| Passage provided |
## Start
FIG. 2 is a flow diagram depicting an exemplary embodiment of a method and apparatus for block matching motion estimation using repeated multi-Step refinement process in accordance with one or more aspects of the invention; and

FIG. 1 is a block diagram depicting an exemplary embodiment of a motion estimator in accordance with one or more aspects of the invention.

Procedure in FIG. 1 and diagram in FIG. 2 are for example purpose only, which should not unduly limit the scope of the claims. One of ordinary skill in the art would recognize many variations, alternatives, and modifications.

There is no limitation to how many search windows (SW) are used in this invention. One or a plurality of search windows can be used for embodiments of this invention.

There is no limitation to how to select refMBs from SW in Step1. Any selection method appropriate can be used.

There is no limitation to the search method used in Step3. Any search method appropriate can be used.

The bigger the Ncand, the higher the Hit_rate and PSNR improvement. But the computation cost also increases as Ncand increases. With bigger Ncand, more memory and sorting computation is needed in Step2 and more number of SAD computations is needed for Step3. So it is the motion estimation system designer's responsibility to trade off between estimation accuracy and computation cost or hardware complexity. Table3 shows a list of percentage number of SAD values that need to be calculated with different Ncand settings, compared to that when using full search method. It assumes that the block size is of 16×16 and search window is of 31×31. So the total number of SAD need to be evaluated for full search is 31×31=1089.
## End
| Challenge |
In the passage on block matching motion estimation, how many SAD values must be evaluated for a full search?

| Dataset entries |
## Start
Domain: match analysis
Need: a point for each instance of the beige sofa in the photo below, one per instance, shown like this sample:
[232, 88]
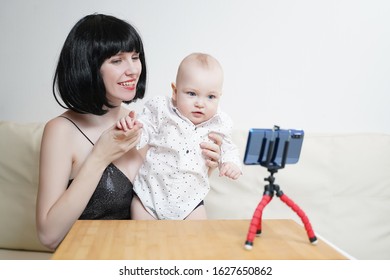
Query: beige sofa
[342, 183]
## End
| Answer to this task |
1089 (31×31)